What you will do: Please write out the records again from the line with "Can you see the mountain slope?" through the end of the records, both ends included, multiplying every pixel coordinate in the answers by 0.35 and rounding to whole numbers, with halves rounded up. Keep every other line in that span unchanged, and give only those lines.

<<<<

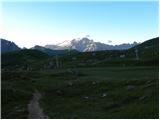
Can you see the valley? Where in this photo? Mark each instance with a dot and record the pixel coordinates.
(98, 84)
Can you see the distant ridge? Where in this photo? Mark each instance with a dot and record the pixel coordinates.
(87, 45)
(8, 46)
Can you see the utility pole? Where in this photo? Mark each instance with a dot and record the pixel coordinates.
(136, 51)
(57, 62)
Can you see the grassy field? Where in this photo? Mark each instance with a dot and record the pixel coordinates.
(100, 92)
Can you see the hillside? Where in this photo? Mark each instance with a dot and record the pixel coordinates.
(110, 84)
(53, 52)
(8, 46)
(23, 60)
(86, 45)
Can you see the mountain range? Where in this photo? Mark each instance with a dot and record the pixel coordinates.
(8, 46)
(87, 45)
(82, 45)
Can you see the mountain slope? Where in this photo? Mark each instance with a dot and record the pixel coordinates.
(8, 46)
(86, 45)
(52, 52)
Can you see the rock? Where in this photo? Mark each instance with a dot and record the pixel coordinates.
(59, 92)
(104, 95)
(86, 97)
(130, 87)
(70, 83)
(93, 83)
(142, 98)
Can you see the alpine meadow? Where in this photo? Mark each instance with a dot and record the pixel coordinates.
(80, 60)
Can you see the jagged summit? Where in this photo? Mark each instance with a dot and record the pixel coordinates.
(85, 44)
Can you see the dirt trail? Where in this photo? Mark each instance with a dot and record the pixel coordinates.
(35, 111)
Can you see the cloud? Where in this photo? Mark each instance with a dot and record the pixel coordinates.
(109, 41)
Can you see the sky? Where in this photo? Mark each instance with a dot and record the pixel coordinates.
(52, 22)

>>>>

Complete response:
Can you see the mountain slope? Where in this photo? Mark each instance with a dot and record the pixel coordinates.
(3, 16)
(30, 16)
(18, 18)
Can you see the rock? Where in this photo? Mark each instance with a dot and record the pixel coordinates.
(21, 32)
(36, 33)
(30, 34)
(46, 30)
(25, 29)
(33, 29)
(50, 34)
Can you see the alpine meadow? Where in this photo? Mark each instance with a dot and record the pixel coordinates.
(28, 21)
Can you see the jagged summit? Where in this photo? Mark each instance with a dot and record the pixel coordinates.
(30, 15)
Can you see the dirt trail? Where in this photo? Mark each instance with a dot and record the pixel coordinates.
(12, 39)
Can you see the cloud? Where in this photo? Mark each instance with a dot and record the pixel coordinates.
(38, 14)
Can you see the sky? Where in this photo? Mark each instance with a dot and record the pixel coordinates.
(18, 8)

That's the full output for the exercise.